[PROBLEM TO SOLVE]:
The data below is to be set down again exactly as written.

[Items listed in a dataset]
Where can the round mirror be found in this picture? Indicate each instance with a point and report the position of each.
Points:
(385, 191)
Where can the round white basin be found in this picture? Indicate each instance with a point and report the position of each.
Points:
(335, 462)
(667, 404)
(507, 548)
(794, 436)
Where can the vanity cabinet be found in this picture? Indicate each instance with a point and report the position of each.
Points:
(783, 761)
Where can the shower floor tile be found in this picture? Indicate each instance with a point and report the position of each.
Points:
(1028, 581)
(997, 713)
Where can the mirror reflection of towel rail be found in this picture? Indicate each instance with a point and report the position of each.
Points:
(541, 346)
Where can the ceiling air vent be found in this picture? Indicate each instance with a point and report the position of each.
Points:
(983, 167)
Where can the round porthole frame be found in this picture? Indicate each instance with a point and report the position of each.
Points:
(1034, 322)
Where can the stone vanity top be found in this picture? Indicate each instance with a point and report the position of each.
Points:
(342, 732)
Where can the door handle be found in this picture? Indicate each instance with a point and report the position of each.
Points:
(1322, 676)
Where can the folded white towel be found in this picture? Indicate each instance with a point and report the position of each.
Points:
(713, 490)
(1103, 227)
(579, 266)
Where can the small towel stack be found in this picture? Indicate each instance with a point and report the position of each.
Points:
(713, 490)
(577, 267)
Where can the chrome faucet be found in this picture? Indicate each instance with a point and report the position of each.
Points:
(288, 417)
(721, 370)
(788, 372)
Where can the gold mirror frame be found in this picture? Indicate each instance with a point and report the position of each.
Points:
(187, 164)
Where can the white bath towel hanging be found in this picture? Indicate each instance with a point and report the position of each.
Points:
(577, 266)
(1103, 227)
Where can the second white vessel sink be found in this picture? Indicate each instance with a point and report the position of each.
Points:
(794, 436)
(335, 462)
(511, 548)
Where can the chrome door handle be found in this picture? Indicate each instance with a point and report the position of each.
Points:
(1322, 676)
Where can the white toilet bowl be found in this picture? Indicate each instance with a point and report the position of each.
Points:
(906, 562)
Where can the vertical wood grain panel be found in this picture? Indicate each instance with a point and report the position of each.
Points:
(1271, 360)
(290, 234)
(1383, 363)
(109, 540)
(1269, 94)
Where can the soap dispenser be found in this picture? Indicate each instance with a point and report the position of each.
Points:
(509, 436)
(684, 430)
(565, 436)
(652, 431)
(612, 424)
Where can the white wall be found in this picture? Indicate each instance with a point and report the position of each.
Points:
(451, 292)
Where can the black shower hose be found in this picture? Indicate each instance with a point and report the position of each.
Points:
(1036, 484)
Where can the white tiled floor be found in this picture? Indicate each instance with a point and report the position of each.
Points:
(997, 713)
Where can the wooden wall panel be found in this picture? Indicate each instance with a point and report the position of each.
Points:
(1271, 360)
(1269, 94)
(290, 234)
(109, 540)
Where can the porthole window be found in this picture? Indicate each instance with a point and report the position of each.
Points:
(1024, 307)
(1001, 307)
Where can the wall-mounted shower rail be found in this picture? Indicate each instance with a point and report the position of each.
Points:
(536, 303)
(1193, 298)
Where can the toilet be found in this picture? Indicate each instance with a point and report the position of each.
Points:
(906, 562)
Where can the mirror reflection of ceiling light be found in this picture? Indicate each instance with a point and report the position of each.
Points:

[SOLUTION TO THE EXERCISE]:
Where can the round mirror be found in this picture? Indicate each instance with a point and report the position of each.
Points:
(385, 191)
Where can the round white basin be found in this picture? Indicate each instance with a point and report the position of each.
Points:
(335, 462)
(667, 404)
(507, 548)
(794, 436)
Where can the vanity cabinet be found in this picture? Indicate each instance with a point and report the position of each.
Points:
(783, 761)
Where can the shower floor tile be found in this picture? Indicate each instance with a point and report the position of each.
Points:
(1028, 581)
(997, 713)
Where can the mirror reflection of towel rail be found in this picture? Indicate each instance with a point and report the position of each.
Points:
(541, 346)
Where can the ceiling air vent be found in this picture? Indicate each instance with a point and report the position of each.
Points:
(983, 167)
Where can the round porthole frame be found in this picture? Indicate each instance with a point and report the position of each.
Points:
(1034, 322)
Where can the stone vanity top be found in this picture? Indicate each instance with a point and report the position of each.
Points:
(342, 732)
Where can the door handle be found in this picture? Indicate each instance with a point and report the position of each.
Points:
(1322, 676)
Where can the folded white towel be found in this picture? Indicate each instance with a point and report the position of each.
Points:
(713, 490)
(1103, 227)
(579, 266)
Where can the small towel stack be found in this picture? Indicate each instance with a point and report the position of each.
Points:
(713, 490)
(577, 267)
Where can the chrome faucet be found in this picture? Indicate each instance with a point and report the position of each.
Points:
(288, 417)
(721, 370)
(788, 372)
Where can the gold mirror frame be found in this picture? Indicate each instance with a point and report the position of each.
Points:
(187, 164)
Where can the white bath towel hanging be found in this picture? Indicate each instance with a point and report the position of each.
Points:
(577, 266)
(1103, 227)
Where can the second white vessel sink be found in this picture? Indicate each instance with a point and report the position of each.
Points:
(794, 436)
(335, 462)
(511, 548)
Where can the chrome door handle be found in this picture? Indicate each instance with a point and report the position of each.
Points:
(1322, 676)
Where can the white toilet bowl be found in this picture? Indicate each instance with a point and report the position of each.
Points:
(906, 562)
Where can the vertical wood grain panel be found in this picture? Indicate each instance with a point and report the position of each.
Points:
(1271, 360)
(290, 234)
(1383, 363)
(109, 540)
(1269, 94)
Where can the soap dispenser be found in this picture? Indicate each instance with a point and report the position of each.
Points:
(509, 436)
(684, 430)
(565, 436)
(652, 431)
(612, 424)
Where can the white wall be found in this picture? Indicate each instance with a point and report the position of each.
Points:
(451, 292)
Where can the black shower hose be found in this picture? Indicate each instance with a point and report the position of each.
Points:
(1036, 484)
Where can the white tiled floor be found in this picture? Indicate each instance with a point and report the position of each.
Points:
(997, 713)
Where can the wooden wall panel be found in this picture? Indicate each instance with a point and report the position of each.
Points:
(1271, 360)
(1269, 94)
(290, 234)
(109, 540)
Where can the porthole window be found in this picture? Indicate each instance with a point and report the position of each.
Points:
(1024, 307)
(1001, 307)
Where can the wall-mounted shower rail be found in this picture? Indicate each instance with a point and report the position of each.
Points:
(536, 303)
(1193, 298)
Where can the toilet be found in this picture? Indicate each instance with a point and report the position of each.
Points:
(906, 562)
Where can the mirror reflection of ceiling light be found in this picture? Indicate each instance with a point and report the position of each.
Points:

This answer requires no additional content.